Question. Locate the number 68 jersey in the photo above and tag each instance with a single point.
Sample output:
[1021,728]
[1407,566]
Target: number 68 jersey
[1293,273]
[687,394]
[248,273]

EXERCISE OBJECTIVE -> Lay out each line of the records above as a row of a Markdown table with the columns "No." and "Text", skipping blank lines.

FINISHED EXERCISE ->
| No. | Text |
|---|---|
| 1 | Question. Locate the number 68 jersey in the photo above and tag each instance with a single point. |
| 2 | Sample output: |
| 3 | [1021,728] |
| 4 | [1407,566] |
| 5 | Target: number 68 jersey |
| 6 | [1293,273] |
| 7 | [687,394] |
| 8 | [248,273] |